• DOCUMENT SOURCE:

© Julien Clergue / Musee des Tapisseries d'Aix-en-Provence
Musée des Tapisseries Place des martyrs de la Résistance 13100 Aix-en-Provence France
Pour la première fois de ma carrière, je ne suis plus le deus ex machina.
Le patron est le médium et non plus le photographe. Lucien Clergue
D'Arles à Aix, il n'y a qu'un pas et c'est ainsi que le Musée des Tapisseries, inscrit de longue date dans de fructueux échanges autour de la photographie, et la Fondation Saint-John Perse, dont les liens avec le photographe sont anciens, sont honorés d'accueillir cette année le grand photographe Lucien Clergue.
Au musée des Tapisseries sera présenté son travail récent autour des Surimpressions, ainsi que les célèbres Nus zébrés, tandis que la Fondation Saint- John Perse accueillera la correspondance et les échanges entre le photographe et le poète aboutissant à la parution du livre Genèse, on y verra aussi les portraits réalisés entre 1965 et 1974 aux « Vignaux » sur la Presqu’île de Giens.
Si Lucien Clergue est surtout connu pour ses photographies de Gitans, de Nus et de Paysages de Camargue, il est une face de son travail plus récent qui nous emmène sur d'autres chemins passionnants à découvrir : les surimpressions. Très audacieuses et parfois jugées iconoclastes, celles-ci nous invitent à pénétrer dans un monde aussi étrange que fascinant pour des lectures et relectures d'images nées de rencontres improbables : celles de peintures, anciennes, religieuses ou mythologiques, avec les nus ou les taureaux ...
Nouvelles lectures, nouvelles visions fantomatiques, au croisement de plusieurs mondes, techniques et temporalités, du passé au présent.
Les Surimpressions de Lucien CLERGUE
« Dans toute action technique quelque chose se passe en dehors de nous. Heidegger aurait sans doute porté un regard particulier sur les photographies en surimpression de Lucien Clergue car fort d'une technique affirmée rejetant toute compromission avec les nouvelles technologies, il nous livre des images issues d'une double exposition de sa pellicule en des temps séparés parfois de plusieurs mois.
En effet, la technique est simple : Lucien Clergue, sur une plage, au bord d'une rivière, dans un appartement cossu ou délabré photographie son modèle en lumière naturelle. Une fois le film fini, il le rembobine et le met en réserve. Lorsque quelque temps plus tard, il va dans une ville dont le musée des Beaux-Arts offre au regard des visiteurs des toiles du XVIIIème ou du XIXème siècle, il prend une poignée de film pré-exposés dans son sac. Un à un, il les replace dans son appareil comme s'ils étaient neufs, et il photographie alors les fragments de peintures qui ont un sens pour lui.

• EXERCICE 1: Indiquez si chacune des affirmations suivantes concorde avec le document source, en répondant par oui ou par non et en citant à l'identique les mots décisifs du document. (a) Les portraits exposés à la Fondation Saint-John Perse ont été réalisés entre 1965 et 1974. (b) Lucien Clergue a recours aux nouvelles technologies pour ses surimpressions. (c) Les Nus zébrés sont présentés à la Fondation Saint-John Perse.
• EXERCICE 2: Relevez toutes les lignes de la liste ci-dessous où figure le mot « instance ».

• MATÉRIEL DE L'EXERCICE:
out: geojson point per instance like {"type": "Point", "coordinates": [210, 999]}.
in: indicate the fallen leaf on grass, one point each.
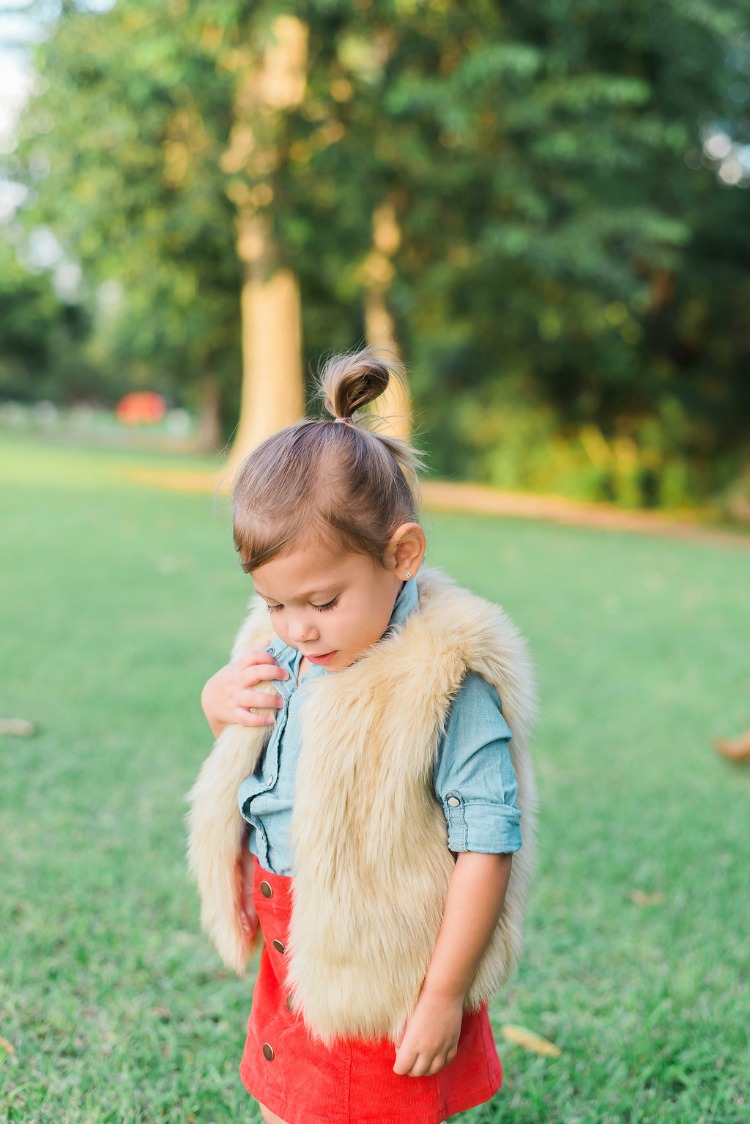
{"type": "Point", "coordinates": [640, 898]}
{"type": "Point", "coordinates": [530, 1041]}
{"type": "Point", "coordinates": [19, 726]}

==

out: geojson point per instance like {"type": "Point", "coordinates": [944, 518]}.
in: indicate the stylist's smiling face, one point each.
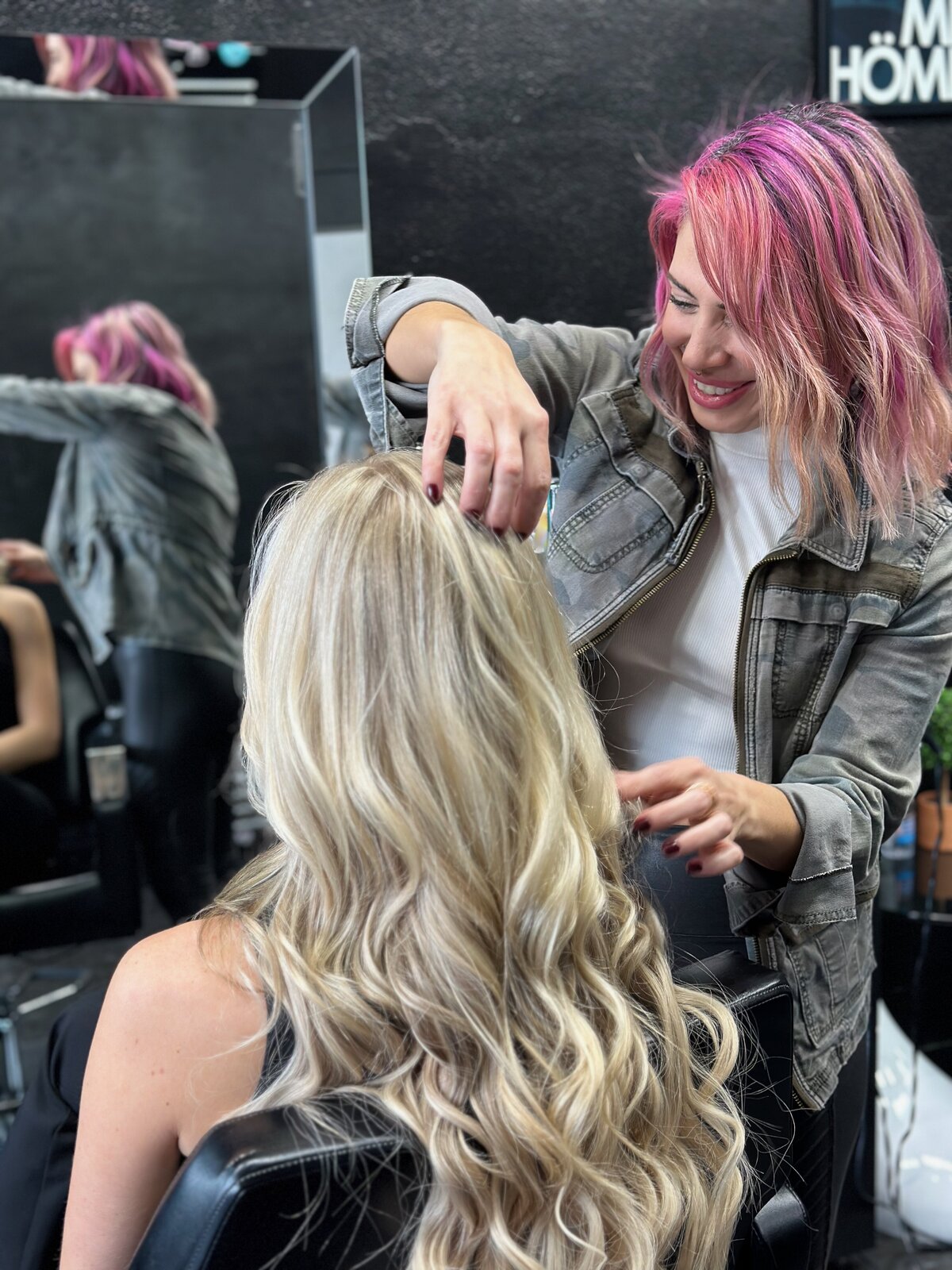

• RÉPONSE RÉDIGÉE 1:
(a) Oui : « on y verra aussi les portraits réalisés entre 1965 et 1974 ».
(b) Non : « rejetant toute compromission avec les nouvelles technologies ».
(c) Non : « Au musée des Tapisseries sera présenté son travail récent autour des Surimpressions, ainsi que les célèbres Nus zébrés ».

• RÉPONSE RÉDIGÉE 2:
out: geojson point per instance like {"type": "Point", "coordinates": [210, 999]}.
out: geojson point per instance like {"type": "Point", "coordinates": [944, 518]}.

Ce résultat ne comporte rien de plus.